------ DONNÉES DISPONIBLES ------

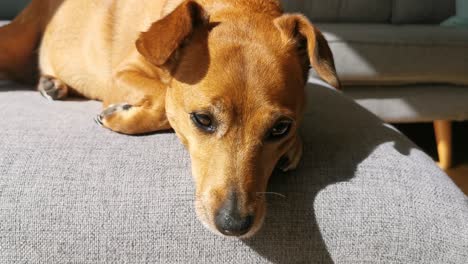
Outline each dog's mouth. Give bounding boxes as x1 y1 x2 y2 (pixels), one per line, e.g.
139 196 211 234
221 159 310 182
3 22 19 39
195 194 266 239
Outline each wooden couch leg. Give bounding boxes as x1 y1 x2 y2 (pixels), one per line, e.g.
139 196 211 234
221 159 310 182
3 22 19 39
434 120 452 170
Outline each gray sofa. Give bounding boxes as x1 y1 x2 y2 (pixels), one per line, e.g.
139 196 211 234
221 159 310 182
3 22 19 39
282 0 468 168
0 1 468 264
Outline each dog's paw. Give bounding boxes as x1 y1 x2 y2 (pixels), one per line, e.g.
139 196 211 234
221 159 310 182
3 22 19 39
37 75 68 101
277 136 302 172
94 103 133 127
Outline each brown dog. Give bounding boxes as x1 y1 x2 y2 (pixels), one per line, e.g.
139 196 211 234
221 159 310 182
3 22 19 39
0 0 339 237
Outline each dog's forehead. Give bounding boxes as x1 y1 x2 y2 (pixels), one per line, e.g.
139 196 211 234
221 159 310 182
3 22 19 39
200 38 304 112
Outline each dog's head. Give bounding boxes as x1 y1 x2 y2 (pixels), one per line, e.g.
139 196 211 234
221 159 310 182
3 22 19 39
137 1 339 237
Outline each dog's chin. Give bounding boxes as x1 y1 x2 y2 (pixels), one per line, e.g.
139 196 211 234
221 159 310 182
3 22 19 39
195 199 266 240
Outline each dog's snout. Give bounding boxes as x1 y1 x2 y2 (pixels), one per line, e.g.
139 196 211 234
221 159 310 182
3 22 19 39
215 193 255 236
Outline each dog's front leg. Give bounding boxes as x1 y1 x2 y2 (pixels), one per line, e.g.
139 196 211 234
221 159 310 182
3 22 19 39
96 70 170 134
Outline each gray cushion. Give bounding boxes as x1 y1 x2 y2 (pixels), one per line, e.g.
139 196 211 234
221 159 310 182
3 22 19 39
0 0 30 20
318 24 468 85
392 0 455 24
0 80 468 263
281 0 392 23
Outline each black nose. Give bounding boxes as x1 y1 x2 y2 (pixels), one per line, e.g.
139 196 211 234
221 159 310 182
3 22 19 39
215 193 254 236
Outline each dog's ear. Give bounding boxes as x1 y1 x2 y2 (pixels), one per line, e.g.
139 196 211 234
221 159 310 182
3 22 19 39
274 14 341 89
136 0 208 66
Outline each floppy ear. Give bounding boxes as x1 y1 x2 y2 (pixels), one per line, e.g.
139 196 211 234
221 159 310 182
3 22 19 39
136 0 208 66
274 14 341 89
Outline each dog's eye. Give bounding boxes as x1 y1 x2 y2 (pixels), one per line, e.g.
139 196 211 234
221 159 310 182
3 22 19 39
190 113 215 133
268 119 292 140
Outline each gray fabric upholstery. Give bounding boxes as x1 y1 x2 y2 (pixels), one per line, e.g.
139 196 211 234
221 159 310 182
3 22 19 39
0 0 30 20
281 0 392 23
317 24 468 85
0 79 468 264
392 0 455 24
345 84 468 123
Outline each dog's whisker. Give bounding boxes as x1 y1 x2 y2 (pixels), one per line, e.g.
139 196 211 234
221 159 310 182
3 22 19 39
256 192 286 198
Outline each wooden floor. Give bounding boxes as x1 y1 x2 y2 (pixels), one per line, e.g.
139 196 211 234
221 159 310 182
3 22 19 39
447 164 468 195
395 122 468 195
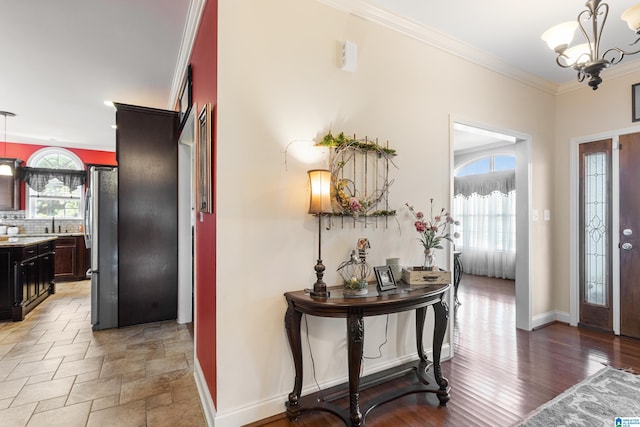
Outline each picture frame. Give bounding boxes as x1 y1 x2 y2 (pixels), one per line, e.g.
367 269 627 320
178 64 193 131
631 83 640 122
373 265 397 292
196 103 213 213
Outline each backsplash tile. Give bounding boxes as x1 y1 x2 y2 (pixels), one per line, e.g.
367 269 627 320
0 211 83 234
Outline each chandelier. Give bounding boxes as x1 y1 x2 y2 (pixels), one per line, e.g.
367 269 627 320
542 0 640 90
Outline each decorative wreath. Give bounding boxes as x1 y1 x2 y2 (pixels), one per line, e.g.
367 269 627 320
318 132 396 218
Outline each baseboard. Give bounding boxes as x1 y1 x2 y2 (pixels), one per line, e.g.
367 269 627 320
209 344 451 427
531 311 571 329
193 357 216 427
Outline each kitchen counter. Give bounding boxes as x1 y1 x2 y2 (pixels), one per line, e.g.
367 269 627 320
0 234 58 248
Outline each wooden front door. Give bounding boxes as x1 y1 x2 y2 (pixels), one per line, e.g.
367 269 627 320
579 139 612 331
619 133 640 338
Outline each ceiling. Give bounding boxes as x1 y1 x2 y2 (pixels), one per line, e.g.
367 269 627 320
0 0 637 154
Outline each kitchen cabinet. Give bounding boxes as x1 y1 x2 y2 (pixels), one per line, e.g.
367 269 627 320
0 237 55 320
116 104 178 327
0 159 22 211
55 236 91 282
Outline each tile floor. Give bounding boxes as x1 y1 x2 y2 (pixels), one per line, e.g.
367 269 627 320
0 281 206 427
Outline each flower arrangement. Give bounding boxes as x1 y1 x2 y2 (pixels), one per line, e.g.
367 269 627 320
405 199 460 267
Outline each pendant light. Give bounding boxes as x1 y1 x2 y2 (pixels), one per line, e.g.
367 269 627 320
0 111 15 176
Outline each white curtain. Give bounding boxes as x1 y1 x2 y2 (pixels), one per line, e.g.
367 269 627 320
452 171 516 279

------
------ DONNÉES DISPONIBLES ------

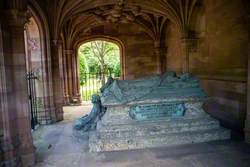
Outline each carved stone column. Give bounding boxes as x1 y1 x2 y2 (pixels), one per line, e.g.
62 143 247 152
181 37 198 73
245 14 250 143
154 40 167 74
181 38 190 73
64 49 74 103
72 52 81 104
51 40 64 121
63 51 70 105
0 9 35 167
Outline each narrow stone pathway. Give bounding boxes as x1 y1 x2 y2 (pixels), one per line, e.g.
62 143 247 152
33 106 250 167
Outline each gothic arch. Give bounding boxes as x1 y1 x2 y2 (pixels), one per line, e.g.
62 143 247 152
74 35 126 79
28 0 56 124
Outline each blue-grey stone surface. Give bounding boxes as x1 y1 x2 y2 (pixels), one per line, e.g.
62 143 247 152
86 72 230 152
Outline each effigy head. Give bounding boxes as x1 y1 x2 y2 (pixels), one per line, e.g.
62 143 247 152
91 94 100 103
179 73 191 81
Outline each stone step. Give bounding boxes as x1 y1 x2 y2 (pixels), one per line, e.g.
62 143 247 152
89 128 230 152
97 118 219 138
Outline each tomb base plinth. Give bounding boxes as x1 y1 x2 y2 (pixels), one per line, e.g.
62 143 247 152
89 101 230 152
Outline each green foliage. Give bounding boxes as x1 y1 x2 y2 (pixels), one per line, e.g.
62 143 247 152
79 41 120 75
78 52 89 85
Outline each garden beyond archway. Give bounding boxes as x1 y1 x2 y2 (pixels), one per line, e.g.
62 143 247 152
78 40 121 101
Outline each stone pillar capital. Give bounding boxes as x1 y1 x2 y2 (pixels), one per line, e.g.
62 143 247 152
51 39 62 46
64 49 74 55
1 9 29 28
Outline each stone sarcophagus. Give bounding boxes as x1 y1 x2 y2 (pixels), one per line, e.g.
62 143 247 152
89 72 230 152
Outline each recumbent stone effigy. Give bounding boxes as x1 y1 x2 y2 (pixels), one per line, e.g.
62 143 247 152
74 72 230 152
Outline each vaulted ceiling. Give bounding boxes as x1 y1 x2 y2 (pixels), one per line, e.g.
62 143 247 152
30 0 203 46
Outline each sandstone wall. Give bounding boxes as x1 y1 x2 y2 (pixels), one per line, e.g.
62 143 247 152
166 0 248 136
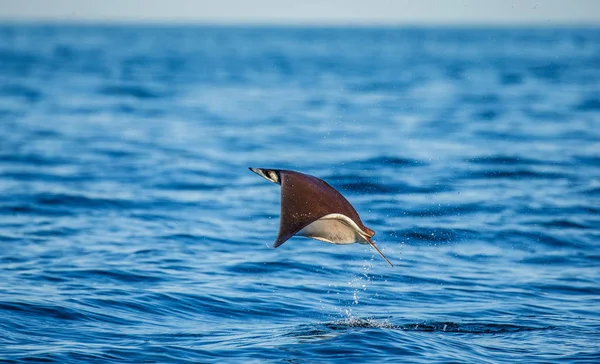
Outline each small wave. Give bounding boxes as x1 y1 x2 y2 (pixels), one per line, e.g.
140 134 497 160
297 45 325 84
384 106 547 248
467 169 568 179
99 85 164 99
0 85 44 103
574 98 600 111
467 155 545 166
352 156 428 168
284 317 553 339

------

Extrayez du matériau ci-dessus, à l'identique, les lignes qui commencent à celle contenant « Outline each dog's mouth. » et se terminent à celle contenant « 195 194 266 239 », ces deux lignes comprises.

● **SOLUTION**
Outline each dog's mouth. Give bounding boxes as x1 y1 x2 y2 (pixels), one per line, e.g.
139 196 211 234
221 159 310 182
3 22 19 39
195 194 266 239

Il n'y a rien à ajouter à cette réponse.